>>>>
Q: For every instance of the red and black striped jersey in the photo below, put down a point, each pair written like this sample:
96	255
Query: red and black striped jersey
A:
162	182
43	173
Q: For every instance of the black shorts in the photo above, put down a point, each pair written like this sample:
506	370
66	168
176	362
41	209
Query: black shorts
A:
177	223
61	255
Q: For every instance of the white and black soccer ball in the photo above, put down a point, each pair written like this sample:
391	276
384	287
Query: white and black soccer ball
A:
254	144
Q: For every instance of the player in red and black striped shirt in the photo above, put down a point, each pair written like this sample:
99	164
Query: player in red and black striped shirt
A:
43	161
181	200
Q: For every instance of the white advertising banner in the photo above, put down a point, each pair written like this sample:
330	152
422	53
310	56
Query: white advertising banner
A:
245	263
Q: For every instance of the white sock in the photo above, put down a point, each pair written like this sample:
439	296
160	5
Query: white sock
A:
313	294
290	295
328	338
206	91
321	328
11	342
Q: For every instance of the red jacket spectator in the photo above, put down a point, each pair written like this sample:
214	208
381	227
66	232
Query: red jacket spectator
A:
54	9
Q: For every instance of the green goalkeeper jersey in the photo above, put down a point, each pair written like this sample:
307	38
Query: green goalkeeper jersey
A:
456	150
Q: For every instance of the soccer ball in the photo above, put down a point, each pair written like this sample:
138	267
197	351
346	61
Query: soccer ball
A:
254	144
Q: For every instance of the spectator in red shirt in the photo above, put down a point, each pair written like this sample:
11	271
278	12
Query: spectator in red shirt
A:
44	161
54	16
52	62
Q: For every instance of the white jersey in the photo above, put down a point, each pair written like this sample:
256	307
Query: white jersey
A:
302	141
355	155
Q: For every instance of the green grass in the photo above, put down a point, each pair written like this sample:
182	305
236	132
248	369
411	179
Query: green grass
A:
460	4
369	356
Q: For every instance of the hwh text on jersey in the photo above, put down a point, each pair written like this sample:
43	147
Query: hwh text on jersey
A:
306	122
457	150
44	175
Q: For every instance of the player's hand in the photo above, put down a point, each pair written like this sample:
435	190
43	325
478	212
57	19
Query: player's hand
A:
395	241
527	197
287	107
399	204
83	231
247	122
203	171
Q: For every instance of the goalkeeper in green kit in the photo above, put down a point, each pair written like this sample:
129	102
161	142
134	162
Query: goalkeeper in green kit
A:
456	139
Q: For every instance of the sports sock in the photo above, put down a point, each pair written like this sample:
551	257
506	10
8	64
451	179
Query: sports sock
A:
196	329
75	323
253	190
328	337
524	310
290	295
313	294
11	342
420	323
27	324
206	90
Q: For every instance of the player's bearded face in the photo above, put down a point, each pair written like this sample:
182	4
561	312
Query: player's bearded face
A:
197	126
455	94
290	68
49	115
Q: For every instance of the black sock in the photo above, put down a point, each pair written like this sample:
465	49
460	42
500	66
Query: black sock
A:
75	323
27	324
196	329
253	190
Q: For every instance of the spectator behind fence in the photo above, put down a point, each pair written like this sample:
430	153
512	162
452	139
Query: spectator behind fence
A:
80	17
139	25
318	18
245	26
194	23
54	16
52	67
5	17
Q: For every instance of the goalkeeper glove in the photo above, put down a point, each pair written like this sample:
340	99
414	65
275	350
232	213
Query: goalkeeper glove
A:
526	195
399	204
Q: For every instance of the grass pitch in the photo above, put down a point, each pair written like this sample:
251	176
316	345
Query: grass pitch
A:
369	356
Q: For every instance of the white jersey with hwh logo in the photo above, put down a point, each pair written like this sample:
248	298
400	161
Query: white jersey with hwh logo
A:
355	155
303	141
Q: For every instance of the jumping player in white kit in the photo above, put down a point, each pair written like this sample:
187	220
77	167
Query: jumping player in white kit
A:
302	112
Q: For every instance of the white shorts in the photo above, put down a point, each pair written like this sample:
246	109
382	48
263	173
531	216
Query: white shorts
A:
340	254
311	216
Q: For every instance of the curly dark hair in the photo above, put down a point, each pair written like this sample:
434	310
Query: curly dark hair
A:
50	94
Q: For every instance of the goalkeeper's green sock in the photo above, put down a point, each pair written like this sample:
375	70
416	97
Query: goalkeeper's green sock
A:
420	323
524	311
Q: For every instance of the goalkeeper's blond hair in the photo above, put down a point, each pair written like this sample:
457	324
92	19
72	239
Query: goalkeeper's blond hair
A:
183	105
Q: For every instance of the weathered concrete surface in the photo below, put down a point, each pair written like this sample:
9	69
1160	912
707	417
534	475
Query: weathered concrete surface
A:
<<<<
§ YOUR GOAL:
Would you give the material above again, complete and exact?

§ TASK OUTPUT:
Q: For every instance of the red and black striped jersey in the photo below, put down a point, each pair written like this sample:
96	255
Query: red and black striped jersey
A:
162	182
43	173
Q: For every instance of the black shorts in the photo above, put down a point, each pair written like this sample:
506	370
66	168
176	362
41	209
Query: black shorts
A:
177	223
61	255
Q: For every instance of the white and black soccer ball in the photo above, put down a point, each pair written like this sample:
391	276
384	287
Query: white and black soccer ball
A:
254	144
Q: For every instance of the player in red and black striped shirt in the photo above, put down a point, each pair written like this sample:
99	164
Query: player in red and black striped shirt
A:
43	161
181	200
Q: For every instance of the white advertising banner in the photo above, put down a point, each pair written like this sample:
330	152
422	53
310	56
Query: white advertising banner
A:
245	263
Q: For every instance of the white sock in the photo above, put down a point, each pair written like this sample:
439	296
160	5
Query: white sock
A:
313	294
290	295
328	338
206	91
321	328
11	342
Q: For every instance of the red jacket spectator in the photo above, put down a point, each pair written like this sample:
214	208
381	227
66	232
Query: red jacket spectator
A:
54	9
Q: For every instance of the green goalkeeper jersey in the photo above, put down a point, each pair written like this sample:
307	38
Query: green goalkeeper jersey
A:
456	150
Q: For every instance of the soccer ball in the photo above, put down a point, each pair written like this sample:
138	267
197	351
346	61
Query: soccer ball
A:
254	144
Q: For every instance of the spectator in red shirt in the photo above, put down a point, each pair written like this sample:
11	271
278	12
Query: spectator in red shirt
A:
44	161
54	16
52	62
Q: For every instance of the white jersey in the photo above, put down a point, each pair written like this sample:
256	307
Query: white jersey
A:
302	141
355	155
Q: For every instance of the green grass in the photo above, put down a point, each pair written like this sample:
182	305
236	132
248	369
411	179
Query: green grass
A:
460	4
369	356
Q: For every instance of the hwh text on jersey in the photo above, put down a point, each pair written like this sample:
43	147
Query: hwh text on jersey
A:
306	122
457	150
44	175
Q: For every instance of the player's hand in the photo above, put down a point, each pair written like this sample:
435	190
43	325
478	212
57	19
Query: player's hand
A:
395	241
527	197
287	107
399	204
83	231
247	122
203	171
Q: For every instance of the goalkeeper in green kit in the photo above, put down a point, each pair written like this sample:
129	102
161	142
134	162
Query: goalkeeper in green kit
A:
456	139
Q: For every instance of the sports sock in the photo above, put down a point, each pair written like this sample:
551	257
506	10
8	64
451	179
Query: sports sock
A:
196	329
75	323
253	190
328	337
524	310
290	295
313	294
11	342
420	323
27	324
206	90
Q: For every instance of the player's bearded face in the photo above, put down a point, each pair written like this sample:
182	4
561	312
Query: player's bearded face
A:
197	126
455	94
290	68
49	115
Q: For every instance of the black sock in the photo above, put down a point, each pair written like this sample:
465	49
460	42
500	66
Query: black sock
A:
75	323
27	324
196	329
253	190
Q: For every instance of the spectator behind fence in the photo above, put down a point, each pair written like this sample:
430	153
512	162
452	139
Query: spectator behind fence
A:
80	17
139	25
318	18
245	26
194	23
54	16
52	67
5	17
Q: For every instance of the goalkeeper glove in the photo above, put down a point, each pair written like this sample:
340	99
414	65
275	350
232	213
Query: goalkeeper glove
A:
526	195
399	204
Q: For every instance of the grass pitch in the photo above, put down a point, each pair written like this sample:
251	176
316	345
Query: grass pitch
A:
369	356
Q: For every instance of the white jersey with hwh logo in the photo above, put down a point, each pair written like this sample:
248	298
400	161
Query: white jersey with hwh logo
A:
355	155
303	141
Q: For every instance of the jumping player in white kit in the photo above, put down a point, each pair written like this sample:
187	220
77	167
Query: jumping player in white kit
A:
302	112
Q: For every instance of the white shorts in the photo above, put down a point, each pair written like this sample:
246	109
382	48
263	173
531	216
Query: white shorts
A:
340	254
311	216
Q: For every instance of the curly dark hair in the photo above, put down a point, each pair written like this sample:
434	310
Query: curly dark hair
A:
50	94
Q: For every instance of the goalkeeper's green sock in the photo above, put down a point, each pair written like this sample:
375	70
416	97
Query: goalkeeper's green sock
A:
420	323
524	311
Q: For every instance of the goalkeeper's blond hair in the photo above, put down a point, each pair written like this sample:
457	324
92	19
72	239
Query: goalkeeper's blond hair
A:
183	105
Q: For every instance of the weathered concrete surface in the photo below, put down a point, each pair written like this sample:
9	69
1160	912
707	417
534	475
Query: weathered concrete surface
A:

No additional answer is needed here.